→ Your goal:
Could the data below be copied exactly, minus the pictures?

→ Stored data:

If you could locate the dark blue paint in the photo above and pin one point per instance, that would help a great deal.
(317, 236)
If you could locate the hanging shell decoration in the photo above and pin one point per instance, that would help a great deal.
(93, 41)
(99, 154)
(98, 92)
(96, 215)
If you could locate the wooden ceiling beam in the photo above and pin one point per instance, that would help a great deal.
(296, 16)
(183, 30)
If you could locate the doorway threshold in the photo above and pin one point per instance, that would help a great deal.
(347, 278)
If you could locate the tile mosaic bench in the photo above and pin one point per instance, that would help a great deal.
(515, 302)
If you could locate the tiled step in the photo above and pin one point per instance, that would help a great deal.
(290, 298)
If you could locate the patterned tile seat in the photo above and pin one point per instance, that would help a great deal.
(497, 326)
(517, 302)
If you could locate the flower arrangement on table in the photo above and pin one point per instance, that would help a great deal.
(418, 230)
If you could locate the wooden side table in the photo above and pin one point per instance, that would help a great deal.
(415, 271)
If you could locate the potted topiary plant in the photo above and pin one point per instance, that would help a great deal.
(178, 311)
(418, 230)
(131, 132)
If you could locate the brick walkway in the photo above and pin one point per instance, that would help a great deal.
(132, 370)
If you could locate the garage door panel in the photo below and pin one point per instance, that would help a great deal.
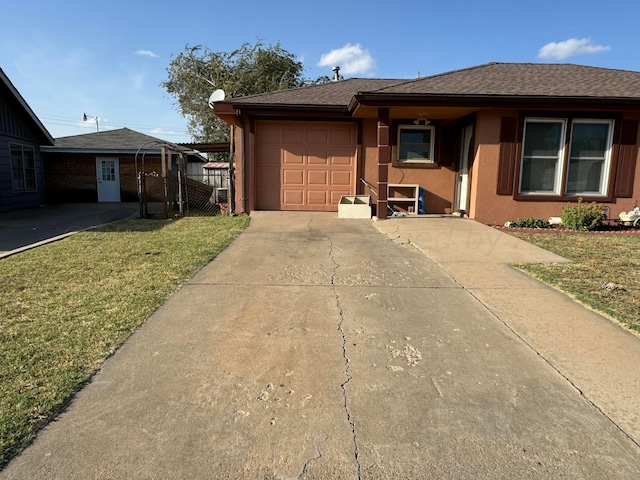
(293, 156)
(316, 136)
(270, 156)
(317, 178)
(292, 135)
(343, 179)
(318, 156)
(271, 135)
(311, 165)
(342, 137)
(269, 177)
(334, 195)
(293, 177)
(317, 197)
(293, 197)
(269, 198)
(341, 156)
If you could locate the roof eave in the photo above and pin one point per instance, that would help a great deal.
(225, 110)
(424, 99)
(98, 151)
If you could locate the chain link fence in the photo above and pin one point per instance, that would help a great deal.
(191, 194)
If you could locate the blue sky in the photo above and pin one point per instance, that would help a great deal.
(107, 59)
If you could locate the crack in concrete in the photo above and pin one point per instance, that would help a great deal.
(317, 457)
(346, 360)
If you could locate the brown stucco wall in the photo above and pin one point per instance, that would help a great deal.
(488, 207)
(438, 182)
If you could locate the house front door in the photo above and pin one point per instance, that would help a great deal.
(462, 180)
(108, 177)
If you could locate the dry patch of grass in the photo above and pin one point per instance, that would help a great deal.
(605, 274)
(66, 306)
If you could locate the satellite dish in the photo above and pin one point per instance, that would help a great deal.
(216, 96)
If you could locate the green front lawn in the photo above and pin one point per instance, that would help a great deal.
(66, 306)
(605, 275)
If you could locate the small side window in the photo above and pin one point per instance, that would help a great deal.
(416, 143)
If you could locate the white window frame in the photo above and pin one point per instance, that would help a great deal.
(557, 182)
(431, 159)
(563, 160)
(606, 166)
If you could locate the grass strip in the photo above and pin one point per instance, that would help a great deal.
(67, 306)
(605, 274)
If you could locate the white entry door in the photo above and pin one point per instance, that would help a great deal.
(108, 176)
(462, 183)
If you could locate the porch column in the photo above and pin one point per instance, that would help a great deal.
(384, 156)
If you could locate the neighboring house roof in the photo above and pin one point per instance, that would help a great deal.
(44, 136)
(487, 83)
(120, 141)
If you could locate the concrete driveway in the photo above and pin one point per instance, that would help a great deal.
(22, 229)
(321, 348)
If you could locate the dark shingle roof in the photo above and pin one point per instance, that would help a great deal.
(492, 79)
(123, 139)
(328, 94)
(526, 79)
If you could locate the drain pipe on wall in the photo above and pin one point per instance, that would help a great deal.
(243, 207)
(232, 170)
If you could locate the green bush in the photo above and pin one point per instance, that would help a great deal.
(530, 223)
(582, 216)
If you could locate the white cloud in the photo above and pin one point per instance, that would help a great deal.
(352, 59)
(146, 53)
(569, 48)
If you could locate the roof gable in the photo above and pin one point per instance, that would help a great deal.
(497, 80)
(43, 134)
(122, 139)
(327, 94)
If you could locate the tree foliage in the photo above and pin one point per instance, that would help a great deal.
(249, 70)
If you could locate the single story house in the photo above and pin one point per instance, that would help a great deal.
(498, 142)
(104, 166)
(21, 134)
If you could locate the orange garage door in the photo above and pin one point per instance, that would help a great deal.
(304, 165)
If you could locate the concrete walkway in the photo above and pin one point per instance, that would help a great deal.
(21, 230)
(315, 347)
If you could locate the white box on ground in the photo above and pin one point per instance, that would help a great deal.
(354, 206)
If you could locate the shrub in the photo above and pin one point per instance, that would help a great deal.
(583, 216)
(530, 223)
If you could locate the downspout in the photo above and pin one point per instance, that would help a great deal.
(243, 164)
(384, 154)
(232, 182)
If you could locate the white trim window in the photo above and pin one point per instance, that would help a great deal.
(23, 168)
(589, 157)
(416, 143)
(547, 169)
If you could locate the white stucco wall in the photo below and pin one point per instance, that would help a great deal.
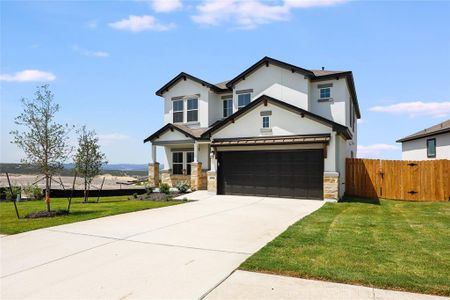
(275, 82)
(187, 88)
(283, 122)
(417, 149)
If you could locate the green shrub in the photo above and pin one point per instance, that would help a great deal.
(148, 189)
(33, 191)
(15, 189)
(183, 186)
(164, 188)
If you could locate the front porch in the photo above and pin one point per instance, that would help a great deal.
(185, 159)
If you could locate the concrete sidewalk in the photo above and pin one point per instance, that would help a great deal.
(176, 252)
(250, 285)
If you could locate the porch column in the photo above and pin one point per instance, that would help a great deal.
(211, 174)
(154, 154)
(153, 169)
(196, 176)
(195, 152)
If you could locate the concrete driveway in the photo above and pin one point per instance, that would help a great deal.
(181, 251)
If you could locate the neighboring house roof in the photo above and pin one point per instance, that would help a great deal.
(194, 133)
(337, 127)
(185, 76)
(273, 140)
(226, 86)
(222, 85)
(433, 130)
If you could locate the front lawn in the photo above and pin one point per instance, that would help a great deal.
(107, 206)
(387, 244)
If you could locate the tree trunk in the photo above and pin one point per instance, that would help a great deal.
(47, 192)
(85, 190)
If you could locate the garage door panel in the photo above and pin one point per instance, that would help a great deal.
(294, 174)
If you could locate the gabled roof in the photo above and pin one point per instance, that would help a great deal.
(266, 61)
(433, 130)
(304, 113)
(313, 75)
(194, 133)
(185, 76)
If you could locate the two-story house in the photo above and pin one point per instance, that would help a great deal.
(274, 130)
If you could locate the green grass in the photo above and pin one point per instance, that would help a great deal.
(387, 244)
(107, 206)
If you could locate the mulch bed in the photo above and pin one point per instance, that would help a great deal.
(46, 214)
(157, 197)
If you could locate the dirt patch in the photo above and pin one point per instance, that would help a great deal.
(46, 214)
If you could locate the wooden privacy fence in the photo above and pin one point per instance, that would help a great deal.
(398, 179)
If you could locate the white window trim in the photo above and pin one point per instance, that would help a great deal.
(237, 99)
(188, 110)
(320, 93)
(184, 164)
(262, 125)
(223, 110)
(173, 110)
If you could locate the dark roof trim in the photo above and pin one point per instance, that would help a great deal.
(336, 127)
(422, 135)
(266, 61)
(171, 127)
(185, 76)
(273, 140)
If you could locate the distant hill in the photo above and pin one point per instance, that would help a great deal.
(113, 169)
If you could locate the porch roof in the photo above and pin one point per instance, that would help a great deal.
(273, 140)
(193, 133)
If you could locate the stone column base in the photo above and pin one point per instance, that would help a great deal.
(212, 181)
(331, 186)
(153, 174)
(196, 176)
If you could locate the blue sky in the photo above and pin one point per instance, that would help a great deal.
(104, 60)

→ Reply to the exercise:
If you could locate the dark blue paint in the photo above and pin one point per instance, that would help a great deal.
(317, 236)
If you could locate the hanging shell decoration in the photo above and pin one point per instance, that would help a great deal.
(93, 41)
(99, 154)
(98, 92)
(96, 215)
If you could locate the wooden ceiling beam in the photo above and pin one point per instance, that would help a great deal.
(296, 16)
(183, 30)
If you could locate the doorway threshold in the photo above and pin one point per instance, that would help a great deal.
(347, 278)
If you could locate the tile mosaic bench in the photo above and pin one point per instance, that would help a great deal.
(515, 302)
If you could locate the tiled step in the photo above and pin one point per instance, that would help a great deal.
(290, 298)
If you could locate the patterned tile seat in the photo above and pin one point per instance, that would help a great deal.
(497, 326)
(517, 302)
If you could locate the flower arrangement on table in the photo above and pin one point per instance, that would help a great deal.
(418, 230)
If you could locate the wooden side table in the photo above and pin one point per instance, that would help a great deal.
(415, 271)
If you could locate the potted topiary plant in the photo above and pin one point per instance, that would help a great deal.
(178, 311)
(418, 230)
(131, 132)
If you could locate the brick walkway in the photo above and pin one point per instance, that would help a great deal.
(132, 370)
If you could locate the garage door panel in the photo below and pin one point per instance, that would help a great deal.
(293, 156)
(316, 136)
(270, 156)
(317, 178)
(292, 135)
(343, 179)
(318, 156)
(271, 135)
(311, 165)
(342, 137)
(269, 177)
(334, 195)
(293, 177)
(317, 197)
(293, 197)
(269, 198)
(341, 156)
If you could locate the roof eave in the photo above and pin one point per instance, that would help a great deal.
(225, 110)
(424, 99)
(98, 151)
If you could locate the chain link fence in the photo above and pin one point per instance, that would help a great deal.
(191, 194)
If you could locate the blue sky in the photo above and pin one point per instance, that would help a great deal.
(107, 59)
If you could locate the crack in concrete in the photo above and pin one point per instance, that would help a great deal.
(317, 457)
(346, 360)
If you could locate the brown stucco wall in the photo above and pin one point per instance, that would help a great deal.
(488, 207)
(438, 182)
If you could locate the house front door in the photo above and pin one point per instance, that would help a great deal.
(462, 180)
(108, 177)
If you could locate the dry patch of grass in the photo above and pin one point per instance, that would help a great deal.
(605, 274)
(66, 306)
If you could locate the satellite dish in the photo above and pin one point per instance, that would help a great deal.
(216, 96)
If you could locate the green front lawn in the photo above and pin one point per instance, that would help a great deal.
(66, 306)
(605, 275)
If you could locate the small side window in the photo above and pin one point per instance, that would help a great deal.
(416, 143)
If you could locate the white window frame in the photo above and pin one point per instance, that would help a great deal.
(557, 182)
(431, 159)
(563, 160)
(606, 166)
If you could locate the grass strip in the photo above and pin one point per instance, that would help a great deal.
(67, 306)
(605, 274)
If you could locate the white entry door in the photo above and pin one point per instance, that would help a great deal.
(108, 176)
(462, 183)
If you could locate the porch column in the photo above and pin one point per instance, that would help a great deal.
(384, 156)
If you could locate the neighboring house roof in the photo above and pin one point per instance, that would help a great deal.
(44, 136)
(487, 83)
(120, 141)
If you could locate the concrete driveway in the photo above and pin one point per instance, that would help a great deal.
(22, 229)
(321, 348)
If you could locate the dark shingle roof in the photo above and pin one point per instance, that would help a great deal.
(492, 79)
(123, 139)
(328, 94)
(526, 79)
If you could locate the drain pipe on wall in the photo above and pin one point per instance, that would help a great deal.
(243, 207)
(232, 170)
If you could locate the green bush in the photo above and pin one point per instance, that would help a great deal.
(530, 223)
(582, 216)
If you could locate the white cloud in the photo above and pin one point per instance, that would help a great deal.
(352, 59)
(146, 53)
(569, 48)
If you could locate the roof gable in the photo above and pin one point per instance, that would help a great deal.
(497, 80)
(43, 134)
(122, 139)
(327, 94)
If you could locate the tree foliage in the photo above and pin one point per instance, that would help a great deal.
(249, 70)
If you could locate the single story house in the photo above and pin one point per instance, that would help a great deal.
(498, 142)
(104, 166)
(21, 134)
If you could locate the orange garage door in the photo above and pin one point per instance, that would help a great deal.
(304, 165)
If you could locate the concrete walkway in the photo above and pin one point per instance, that would help a great deal.
(21, 230)
(315, 347)
If you could locate the white box on ground in the photo above and pin one point per instance, that would help a great deal.
(354, 206)
If you could locate the shrub in the photo above and pin one point per instance, that would help a great deal.
(583, 216)
(530, 223)
If you could locate the downspout in the photo above and pin one point per instance, that would help a great deal.
(243, 164)
(384, 154)
(232, 182)
If you could locate the white trim window in the photo above and pin one point per instance, that would help a great deal.
(23, 168)
(589, 157)
(416, 143)
(547, 169)
If you could locate the white stucco wall in the photo below and pin one point per instance, that would help a great deal.
(275, 82)
(187, 88)
(283, 122)
(417, 149)
If you could locate the green shrub in the photo above and pin one point per instance, that would help a great deal.
(148, 189)
(33, 191)
(15, 189)
(183, 186)
(164, 188)
If you could locate the front porch in the photo above and pin one point per instance, that would help a great deal.
(185, 159)
If you could locate the concrete sidewalk in the photo above and pin one point per instance, that would help a great deal.
(176, 252)
(250, 285)
If you could locate the porch column in the photo above and pin one point per instance, that would help a great deal.
(211, 174)
(154, 154)
(153, 169)
(196, 176)
(195, 152)
If you could locate the concrete driveway in the photo above and pin one point per instance, that would help a great deal.
(181, 251)
If you could locate the neighboring house roof in the photo above and pin one point per instance, that would help a great deal.
(194, 133)
(337, 127)
(185, 76)
(273, 140)
(226, 86)
(222, 85)
(433, 130)
If you could locate the front lawn in the photo above and pin one point per instance, that would help a great deal.
(107, 206)
(387, 244)
If you could locate the tree trunk in the photo above and pin one point per instance, that would help a great deal.
(47, 192)
(85, 190)
If you could locate the garage door panel in the photo above and pin one point per instance, that would help a great deal.
(294, 174)
If you could locate the gabled roof in the photo above and pin one point per instance, that would help a great deal.
(266, 61)
(433, 130)
(304, 113)
(313, 75)
(194, 133)
(185, 76)
If you could locate the two-story house in the photo above and pin one point per instance, that would help a great deal.
(274, 130)
If you could locate the green grass in the photo above and pin one point per instance, that would help a great deal.
(387, 244)
(107, 206)
If you could locate the mulch bed in the photo above and pin one point per instance, that would help a great deal.
(46, 214)
(157, 197)
If you could locate the dirt patch in the photo above and pin one point per instance, that would help a great deal.
(46, 214)
If you could locate the wooden privacy fence in the photo above and pin one point per instance, that would help a great deal.
(398, 179)
If you could locate the white window trim in the photo above and pin one point per instance, that would help a great deal.
(237, 99)
(188, 110)
(320, 93)
(184, 164)
(262, 125)
(223, 110)
(173, 110)
If you could locate the dark roof trim in the photo above and pin one point per instance, that would help a great deal.
(336, 127)
(422, 135)
(266, 61)
(171, 127)
(185, 76)
(273, 140)
If you could locate the distant hill in the photo above and pin one point per instance, that would help a great deal.
(113, 169)
If you could locate the porch roof in the photo above and pin one point per instance, that would help a great deal.
(273, 140)
(193, 133)
If you could locate the stone column base in the photo above and pin one point per instance, that would help a great deal.
(212, 181)
(331, 186)
(153, 174)
(196, 176)
If you could locate the blue sky in the photo above and pin one point per instance, that would help a great deal.
(104, 60)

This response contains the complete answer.